Turn the lines below into a numbered list, leaving out any blank lines.

************

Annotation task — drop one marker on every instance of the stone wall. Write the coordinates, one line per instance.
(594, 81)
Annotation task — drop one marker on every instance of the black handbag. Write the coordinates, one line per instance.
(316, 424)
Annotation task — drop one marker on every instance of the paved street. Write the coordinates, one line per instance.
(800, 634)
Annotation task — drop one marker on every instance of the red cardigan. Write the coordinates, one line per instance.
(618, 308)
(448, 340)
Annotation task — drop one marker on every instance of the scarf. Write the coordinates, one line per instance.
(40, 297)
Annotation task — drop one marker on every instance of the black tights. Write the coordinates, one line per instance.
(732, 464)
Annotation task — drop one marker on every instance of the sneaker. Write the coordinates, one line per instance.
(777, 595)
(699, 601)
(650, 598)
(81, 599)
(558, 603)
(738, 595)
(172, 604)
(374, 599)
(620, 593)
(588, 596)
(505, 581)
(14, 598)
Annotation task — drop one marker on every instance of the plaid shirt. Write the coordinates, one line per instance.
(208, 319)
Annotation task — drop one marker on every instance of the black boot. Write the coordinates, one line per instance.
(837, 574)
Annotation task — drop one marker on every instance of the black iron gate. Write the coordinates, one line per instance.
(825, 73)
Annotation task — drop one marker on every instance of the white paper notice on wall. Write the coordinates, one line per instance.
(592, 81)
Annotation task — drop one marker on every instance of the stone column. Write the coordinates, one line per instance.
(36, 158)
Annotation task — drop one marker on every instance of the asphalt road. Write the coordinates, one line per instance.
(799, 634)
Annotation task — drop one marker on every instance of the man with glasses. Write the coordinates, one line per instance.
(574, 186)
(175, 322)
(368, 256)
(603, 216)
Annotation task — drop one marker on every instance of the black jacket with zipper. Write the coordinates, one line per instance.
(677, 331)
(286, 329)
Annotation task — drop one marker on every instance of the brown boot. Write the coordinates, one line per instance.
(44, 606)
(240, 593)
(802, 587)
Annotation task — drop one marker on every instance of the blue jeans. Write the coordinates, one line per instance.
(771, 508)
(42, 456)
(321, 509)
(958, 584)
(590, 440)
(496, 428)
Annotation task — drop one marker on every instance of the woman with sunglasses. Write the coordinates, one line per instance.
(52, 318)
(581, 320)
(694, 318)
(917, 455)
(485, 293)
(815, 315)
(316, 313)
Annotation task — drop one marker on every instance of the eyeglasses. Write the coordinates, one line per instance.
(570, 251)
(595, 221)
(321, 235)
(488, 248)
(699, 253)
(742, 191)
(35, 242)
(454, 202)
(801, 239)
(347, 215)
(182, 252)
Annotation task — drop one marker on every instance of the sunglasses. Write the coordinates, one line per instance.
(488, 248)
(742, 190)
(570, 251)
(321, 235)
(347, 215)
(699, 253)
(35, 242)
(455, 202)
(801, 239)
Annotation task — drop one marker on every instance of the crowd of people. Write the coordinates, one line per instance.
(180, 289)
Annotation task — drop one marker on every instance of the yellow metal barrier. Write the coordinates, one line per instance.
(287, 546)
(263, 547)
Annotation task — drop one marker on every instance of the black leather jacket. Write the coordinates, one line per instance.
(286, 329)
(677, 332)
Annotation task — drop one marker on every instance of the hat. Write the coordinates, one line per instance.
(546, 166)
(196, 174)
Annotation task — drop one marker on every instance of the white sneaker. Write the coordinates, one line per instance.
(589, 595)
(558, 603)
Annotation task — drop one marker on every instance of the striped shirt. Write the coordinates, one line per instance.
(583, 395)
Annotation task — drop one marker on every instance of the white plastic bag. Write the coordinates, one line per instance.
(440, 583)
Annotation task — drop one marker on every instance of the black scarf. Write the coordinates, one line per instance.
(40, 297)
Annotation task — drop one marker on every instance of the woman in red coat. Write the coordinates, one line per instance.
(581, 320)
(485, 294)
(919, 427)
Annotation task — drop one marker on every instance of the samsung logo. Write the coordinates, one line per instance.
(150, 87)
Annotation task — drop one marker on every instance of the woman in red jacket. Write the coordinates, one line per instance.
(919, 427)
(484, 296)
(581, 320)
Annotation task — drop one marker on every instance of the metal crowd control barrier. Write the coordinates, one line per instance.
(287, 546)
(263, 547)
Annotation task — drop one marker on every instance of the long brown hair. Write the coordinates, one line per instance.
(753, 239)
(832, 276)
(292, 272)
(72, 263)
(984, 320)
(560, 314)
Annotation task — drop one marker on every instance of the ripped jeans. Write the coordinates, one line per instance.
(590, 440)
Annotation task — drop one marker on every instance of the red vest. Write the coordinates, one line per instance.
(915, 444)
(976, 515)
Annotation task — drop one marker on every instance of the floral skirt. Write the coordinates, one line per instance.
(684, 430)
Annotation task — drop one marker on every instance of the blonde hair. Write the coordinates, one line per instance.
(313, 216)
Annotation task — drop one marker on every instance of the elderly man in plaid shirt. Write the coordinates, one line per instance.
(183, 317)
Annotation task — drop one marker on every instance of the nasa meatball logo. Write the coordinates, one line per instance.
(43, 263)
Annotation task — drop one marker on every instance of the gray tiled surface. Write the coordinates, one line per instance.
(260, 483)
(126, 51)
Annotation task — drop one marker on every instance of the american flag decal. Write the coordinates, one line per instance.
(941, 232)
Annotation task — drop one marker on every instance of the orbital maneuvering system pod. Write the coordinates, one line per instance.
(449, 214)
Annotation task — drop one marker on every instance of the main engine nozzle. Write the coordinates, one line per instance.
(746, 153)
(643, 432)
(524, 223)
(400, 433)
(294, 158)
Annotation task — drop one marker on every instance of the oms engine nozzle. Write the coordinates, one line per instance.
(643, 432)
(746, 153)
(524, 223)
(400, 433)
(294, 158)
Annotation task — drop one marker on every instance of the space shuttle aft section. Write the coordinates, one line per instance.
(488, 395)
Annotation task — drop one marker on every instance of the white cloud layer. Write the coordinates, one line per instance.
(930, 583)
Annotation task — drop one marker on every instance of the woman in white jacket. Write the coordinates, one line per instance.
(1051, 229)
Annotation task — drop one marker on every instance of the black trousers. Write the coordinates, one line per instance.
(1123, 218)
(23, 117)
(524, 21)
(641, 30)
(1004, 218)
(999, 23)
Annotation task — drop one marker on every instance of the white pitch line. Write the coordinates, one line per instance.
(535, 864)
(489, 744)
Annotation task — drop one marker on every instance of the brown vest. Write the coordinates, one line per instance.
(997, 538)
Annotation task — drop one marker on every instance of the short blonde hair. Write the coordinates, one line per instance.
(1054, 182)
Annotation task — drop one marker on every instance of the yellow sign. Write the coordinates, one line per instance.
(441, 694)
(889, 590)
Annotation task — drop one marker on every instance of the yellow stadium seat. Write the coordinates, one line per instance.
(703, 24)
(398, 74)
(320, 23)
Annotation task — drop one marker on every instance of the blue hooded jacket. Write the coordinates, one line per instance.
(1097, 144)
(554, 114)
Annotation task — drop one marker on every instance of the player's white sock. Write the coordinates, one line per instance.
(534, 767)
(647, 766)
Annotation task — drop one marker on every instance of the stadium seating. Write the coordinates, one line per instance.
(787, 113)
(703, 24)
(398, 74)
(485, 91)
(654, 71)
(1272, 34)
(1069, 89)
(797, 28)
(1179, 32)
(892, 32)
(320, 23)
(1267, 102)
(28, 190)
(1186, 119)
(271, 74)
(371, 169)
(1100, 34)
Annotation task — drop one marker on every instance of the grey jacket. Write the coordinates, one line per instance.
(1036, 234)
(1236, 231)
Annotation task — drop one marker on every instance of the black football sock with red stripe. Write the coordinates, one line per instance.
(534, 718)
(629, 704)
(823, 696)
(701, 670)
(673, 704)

************

■ **Exercise answer**
1. Annotation task — drop one marker on every instance of the stone wall. Write the coordinates, one line per instance.
2. (594, 81)
3. Annotation task — drop one marker on every instance of the black handbag. Write the coordinates, one line per instance.
4. (316, 424)
5. Annotation task — drop one marker on every instance of the paved street. Write the coordinates, one line per instance.
6. (800, 634)
7. Annotation task — drop one marker on every instance of the red cardigan. Write the coordinates, one line per instance.
8. (618, 308)
9. (448, 340)
10. Annotation task — drop one marker on every instance of the scarf. Write the coordinates, one line per instance.
11. (40, 297)
12. Annotation task — drop one marker on every instance of the black tights. Write the coordinates, one line per instance.
13. (732, 464)
14. Annotation task — drop one marker on every instance of the sneaker. Write the coordinates, one line per instance.
15. (777, 595)
16. (699, 601)
17. (650, 598)
18. (81, 599)
19. (558, 603)
20. (738, 595)
21. (172, 604)
22. (374, 599)
23. (620, 593)
24. (588, 596)
25. (505, 581)
26. (14, 598)
27. Annotation task — drop one marker on every instance of the plaid shirt. Write the coordinates, one line per instance.
28. (208, 319)
29. Annotation task — drop one marker on every instance of the black boot. Write the coordinates, one line per instance.
30. (837, 574)
31. Annotation task — drop one marker on every instance of the black iron gate. Write the coordinates, one line per instance.
32. (825, 73)
33. Annotation task — drop one marker on every instance of the white paper notice on wall. Write the coordinates, one line per instance.
34. (592, 81)
35. Annotation task — drop one marker on every instance of the stone column. Write the coordinates, one line per instance.
36. (36, 158)
37. Annotation task — drop one marker on every instance of the asphalt road. Write the coordinates, one line per instance.
38. (799, 634)
39. Annotation task — drop one marker on every instance of the man with glasses. Write the coordinates, one line per instance.
40. (574, 186)
41. (175, 322)
42. (368, 256)
43. (603, 216)
44. Annotation task — drop one marker on every instance of the black jacket with zipper. Write the coordinates, one line per instance.
45. (677, 331)
46. (286, 329)
47. Annotation task — drop one marker on every instance of the brown boot. Write the coordinates, one line per instance.
48. (44, 606)
49. (240, 593)
50. (802, 587)
51. Annotation task — drop one marker on every instance of the blue jeans. Write the coordinates, one line per instance.
52. (771, 508)
53. (42, 456)
54. (321, 509)
55. (958, 584)
56. (590, 440)
57. (496, 428)
58. Annotation task — drop one marker on every instance of the woman with sunglasses. Write the coordinates, one line per instance.
59. (52, 318)
60. (581, 320)
61. (694, 318)
62. (917, 455)
63. (485, 293)
64. (815, 315)
65. (316, 313)
66. Annotation task — drop one marker on every instance of the eyeglasses. Write the coordinates, one line per instance.
67. (570, 251)
68. (595, 221)
69. (321, 235)
70. (488, 248)
71. (699, 253)
72. (742, 191)
73. (35, 242)
74. (454, 202)
75. (801, 239)
76. (347, 215)
77. (182, 252)
78. Annotation task — drop one marker on every instance of the sunglasses. Write the coordinates, one line per instance.
79. (488, 248)
80. (742, 190)
81. (570, 251)
82. (321, 235)
83. (347, 215)
84. (699, 253)
85. (35, 242)
86. (455, 202)
87. (801, 239)
88. Annotation task — drop one marker on every instance of the crowd of people. Write the coordinates, one line per instance.
89. (180, 289)
90. Annotation task — drop one marker on every instance of the yellow metal barrier. Write the coordinates, one line per instance.
91. (287, 546)
92. (263, 547)
93. Annotation task — drop one marker on every instance of the black leather jacket. Write the coordinates, one line per instance.
94. (286, 329)
95. (677, 332)
96. Annotation task — drop one marker on every instance of the hat. Write the coordinates, one line per instance.
97. (546, 166)
98. (196, 174)
99. Annotation task — drop one marker on every instance of the white sneaker. Write the coordinates, one line per instance.
100. (589, 595)
101. (558, 603)
102. Annotation task — drop one marker on every instance of the striped shirt. Write the coordinates, one line per instance.
103. (583, 395)
104. Annotation task — drop one marker on every instance of the white plastic bag. Write the coordinates, one line per instance.
105. (440, 583)
106. Annotation task — drop one marker on every instance of the black scarf. Write the coordinates, one line per instance.
107. (40, 297)
108. Annotation task — drop one marker on every instance of the woman in red coat. Write the coordinates, one line per instance.
109. (581, 320)
110. (485, 294)
111. (919, 427)
112. Annotation task — drop one marker on every instance of the samsung logo. Write the coordinates, one line per instance.
113. (150, 87)
114. Annotation task — drop one marker on every instance of the woman in red jacket. Write the coordinates, one line per instance.
115. (919, 427)
116. (484, 296)
117. (581, 320)
118. Annotation task — drop one marker on every instance of the metal crowd control barrier. Write the coordinates, one line per instance.
119. (287, 546)
120. (263, 547)
121. Annotation task — drop one marker on every instance of the long brown hair. Write the coordinates, one line per instance.
122. (753, 239)
123. (832, 276)
124. (292, 272)
125. (72, 263)
126. (984, 320)
127. (560, 314)
128. Annotation task — drop one marker on every instance of the ripped jeans. Write the coordinates, one line per instance.
129. (590, 440)
130. Annotation task — drop one marker on every instance of the red vest. Write the coordinates, one line per instance.
131. (915, 444)
132. (976, 515)
133. Annotation task — drop one marker on every instance of the floral skirt. Write the coordinates, one line per instance.
134. (684, 430)
135. Annotation task — drop one marker on every instance of the blonde hair. Write the coordinates, one line per instance.
136. (313, 216)
137. Annotation task — drop one marker on every instance of the elderly man in plaid shirt. Write the coordinates, one line per instance.
138. (183, 317)
139. Annotation task — drop one marker on every instance of the nasa meatball logo. Write the coordinates, one line per instance.
140. (43, 263)
141. Annotation task — drop one marker on every instance of the gray tiled surface. Write the coordinates, one line per instance.
142. (260, 483)
143. (126, 51)
144. Annotation task — drop one marker on every instance of the american flag decal. Write the coordinates, one line per instance.
145. (941, 232)
146. Annotation task — drop one marker on every instance of the orbital maneuvering system pod. Write the coordinates, one line per instance.
147. (449, 214)
148. Annotation task — drop one marker on every instance of the main engine nozzle. Write the coordinates, one line per instance.
149. (746, 153)
150. (643, 432)
151. (524, 223)
152. (400, 433)
153. (294, 158)
154. Annotation task — drop one marker on every instance of the oms engine nozzle. Write the coordinates, one line per instance.
155. (643, 432)
156. (746, 153)
157. (524, 223)
158. (400, 433)
159. (294, 158)
160. Annotation task — drop one marker on every instance of the space shuttle aft section. Write the coordinates, one line per instance.
161. (488, 395)
162. Annotation task — drop one marker on every instance of the white cloud layer. Write the coordinates, one line per instance.
163. (930, 583)
164. Annotation task — drop one marker on every instance of the woman in white jacket. Write the coordinates, one line per instance.
165. (1051, 229)
166. Annotation task — drop one marker on every instance of the black trousers. Write the coordinates, one line per instance.
167. (1123, 218)
168. (23, 117)
169. (524, 21)
170. (641, 30)
171. (1004, 218)
172. (999, 23)
173. Annotation task — drop one marker on every instance of the white pitch line. Write the coordinates, one line per instance.
174. (535, 864)
175. (489, 744)
176. Annotation task — drop one marker on every instance of the brown vest. Write the coordinates, one line per instance.
177. (997, 538)
178. Annotation task — drop one marker on every instance of the short blonde hair. Write the coordinates, one line per instance.
179. (1054, 182)
180. Annotation task — drop one marker on every instance of the yellow sign. Write the coordinates, one line per instance.
181. (441, 694)
182. (889, 590)
183. Annotation task — drop one marker on every instance of the yellow stadium seat. Write the coordinates, one line per instance.
184. (703, 24)
185. (398, 74)
186. (320, 23)
187. Annotation task — drop one marker on every instance of the blue hooded jacket. Write the coordinates, one line per instance.
188. (1097, 144)
189. (554, 114)
190. Annotation task — drop one marker on every instance of the player's white sock. Write the coordinates, one line per instance.
191. (534, 767)
192. (647, 766)
193. Annotation task — drop one marker on every instance of the stadium seating. Write the coordinates, one line per instance.
194. (787, 113)
195. (703, 24)
196. (398, 74)
197. (485, 91)
198. (654, 71)
199. (1272, 34)
200. (1069, 89)
201. (797, 28)
202. (1179, 32)
203. (892, 32)
204. (320, 23)
205. (1267, 102)
206. (28, 190)
207. (1186, 119)
208. (271, 74)
209. (371, 169)
210. (1100, 34)
211. Annotation task — drop one marker on every instance of the grey jacket. Write the coordinates, one line per instance.
212. (1036, 234)
213. (1236, 231)
214. Annotation task — drop one marker on every instance of the black football sock with red stripe. Write the coordinates, one line per instance.
215. (534, 718)
216. (629, 704)
217. (823, 696)
218. (701, 670)
219. (673, 704)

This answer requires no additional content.